# Source data
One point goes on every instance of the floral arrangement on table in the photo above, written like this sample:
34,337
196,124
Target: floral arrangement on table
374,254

# What to do
Would you repeat each line above exactly as it stands?

# Exercise output
One point goes on every instance of the floral arrangement on table in the photo above, written like this sample:
34,337
196,124
Target: floral arrangement on table
374,254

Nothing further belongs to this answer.